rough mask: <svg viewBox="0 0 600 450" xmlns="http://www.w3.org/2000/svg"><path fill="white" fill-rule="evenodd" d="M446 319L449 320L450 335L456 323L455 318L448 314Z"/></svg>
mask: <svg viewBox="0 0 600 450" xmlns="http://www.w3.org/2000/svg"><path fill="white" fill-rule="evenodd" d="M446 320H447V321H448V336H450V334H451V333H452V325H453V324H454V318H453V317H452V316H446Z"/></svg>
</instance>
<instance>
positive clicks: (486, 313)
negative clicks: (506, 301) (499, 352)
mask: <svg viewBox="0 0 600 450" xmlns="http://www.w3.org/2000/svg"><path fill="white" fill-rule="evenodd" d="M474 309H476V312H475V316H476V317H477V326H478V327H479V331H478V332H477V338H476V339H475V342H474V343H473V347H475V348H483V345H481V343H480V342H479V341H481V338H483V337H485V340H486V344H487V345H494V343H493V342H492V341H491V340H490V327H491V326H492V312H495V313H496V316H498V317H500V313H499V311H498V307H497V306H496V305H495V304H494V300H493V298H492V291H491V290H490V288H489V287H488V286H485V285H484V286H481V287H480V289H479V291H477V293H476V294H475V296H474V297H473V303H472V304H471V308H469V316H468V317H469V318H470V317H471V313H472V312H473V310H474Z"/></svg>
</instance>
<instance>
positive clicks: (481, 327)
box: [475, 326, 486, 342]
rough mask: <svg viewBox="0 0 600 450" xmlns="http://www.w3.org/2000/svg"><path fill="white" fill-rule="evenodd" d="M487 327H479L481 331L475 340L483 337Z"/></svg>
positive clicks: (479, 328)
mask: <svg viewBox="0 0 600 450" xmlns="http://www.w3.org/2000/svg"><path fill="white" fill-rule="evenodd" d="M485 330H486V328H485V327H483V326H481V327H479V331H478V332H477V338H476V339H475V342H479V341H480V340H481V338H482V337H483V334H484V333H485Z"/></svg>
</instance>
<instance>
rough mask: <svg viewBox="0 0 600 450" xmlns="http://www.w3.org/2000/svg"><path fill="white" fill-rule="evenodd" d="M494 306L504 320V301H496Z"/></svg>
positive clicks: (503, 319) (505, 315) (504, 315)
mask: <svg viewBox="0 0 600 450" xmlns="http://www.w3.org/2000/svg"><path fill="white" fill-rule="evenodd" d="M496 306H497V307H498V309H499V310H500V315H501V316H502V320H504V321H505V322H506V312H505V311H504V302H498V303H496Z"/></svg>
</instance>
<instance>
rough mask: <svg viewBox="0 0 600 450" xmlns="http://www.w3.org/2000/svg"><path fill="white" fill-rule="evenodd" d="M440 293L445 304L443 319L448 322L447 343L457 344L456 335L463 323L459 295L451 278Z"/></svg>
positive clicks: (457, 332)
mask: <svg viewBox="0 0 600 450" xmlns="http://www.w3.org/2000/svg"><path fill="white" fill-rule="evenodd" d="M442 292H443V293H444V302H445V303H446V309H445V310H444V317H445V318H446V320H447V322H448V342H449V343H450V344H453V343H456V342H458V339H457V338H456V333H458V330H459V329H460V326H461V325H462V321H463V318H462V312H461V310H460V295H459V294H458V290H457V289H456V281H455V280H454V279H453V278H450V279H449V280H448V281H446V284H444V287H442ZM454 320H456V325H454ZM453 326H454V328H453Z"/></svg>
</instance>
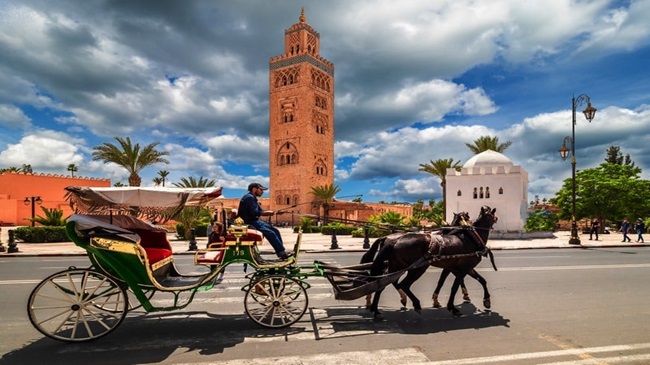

Problem details
Can you copy all of the data above line for line, without changing a character, and leave the picture out?

Reply
rough mask: <svg viewBox="0 0 600 450" xmlns="http://www.w3.org/2000/svg"><path fill="white" fill-rule="evenodd" d="M446 319L449 320L450 335L456 323L455 318L448 314Z"/></svg>
mask: <svg viewBox="0 0 600 450" xmlns="http://www.w3.org/2000/svg"><path fill="white" fill-rule="evenodd" d="M446 320H447V321H448V336H450V334H451V333H452V325H453V324H454V318H453V317H452V316H446Z"/></svg>
</instance>
<instance>
positive clicks: (486, 313)
negative clicks: (506, 301) (499, 352)
mask: <svg viewBox="0 0 600 450" xmlns="http://www.w3.org/2000/svg"><path fill="white" fill-rule="evenodd" d="M474 309H476V312H475V316H476V317H477V326H478V327H479V331H478V332H477V338H476V339H475V342H474V343H473V347H475V348H483V345H481V343H480V342H479V341H481V338H483V337H485V340H486V344H487V345H494V343H493V342H492V341H491V340H490V327H491V326H492V312H495V313H496V316H498V317H500V313H499V311H498V307H497V306H496V305H495V304H494V300H493V298H492V291H491V290H490V288H489V287H488V286H485V285H484V286H481V287H480V289H479V291H477V293H476V294H475V296H474V297H473V303H472V304H471V308H469V316H468V317H469V318H470V317H471V313H472V312H473V310H474Z"/></svg>
</instance>
<instance>
positive clicks: (481, 327)
box: [475, 326, 486, 342]
rough mask: <svg viewBox="0 0 600 450" xmlns="http://www.w3.org/2000/svg"><path fill="white" fill-rule="evenodd" d="M487 327H479L481 331L475 340L483 337Z"/></svg>
positive clicks: (479, 328)
mask: <svg viewBox="0 0 600 450" xmlns="http://www.w3.org/2000/svg"><path fill="white" fill-rule="evenodd" d="M485 330H486V328H485V327H483V326H481V327H479V331H478V332H477V338H476V339H475V342H479V341H480V340H481V338H482V337H483V334H484V333H485Z"/></svg>
</instance>
<instance>
rough mask: <svg viewBox="0 0 600 450" xmlns="http://www.w3.org/2000/svg"><path fill="white" fill-rule="evenodd" d="M494 306L504 320V301H496Z"/></svg>
positive clicks: (503, 319) (505, 315) (504, 315)
mask: <svg viewBox="0 0 600 450" xmlns="http://www.w3.org/2000/svg"><path fill="white" fill-rule="evenodd" d="M496 306H497V307H498V309H499V310H500V315H501V316H502V320H504V321H505V322H506V312H505V311H504V302H498V303H496Z"/></svg>
</instance>
<instance>
rough mask: <svg viewBox="0 0 600 450" xmlns="http://www.w3.org/2000/svg"><path fill="white" fill-rule="evenodd" d="M440 293L445 304L443 319L448 322L447 343L457 344L456 335L463 323L459 295L451 278Z"/></svg>
positive clicks: (457, 332)
mask: <svg viewBox="0 0 600 450" xmlns="http://www.w3.org/2000/svg"><path fill="white" fill-rule="evenodd" d="M442 292H443V293H444V302H445V303H446V309H445V310H444V317H445V318H446V320H447V322H448V342H449V343H450V344H453V343H456V342H458V339H457V338H456V333H458V330H459V329H460V326H461V325H462V321H463V318H462V312H461V310H460V295H459V294H458V290H457V289H456V281H455V280H454V279H453V278H450V279H449V280H448V281H446V284H444V287H442ZM454 320H456V325H454ZM453 326H454V328H453Z"/></svg>
</instance>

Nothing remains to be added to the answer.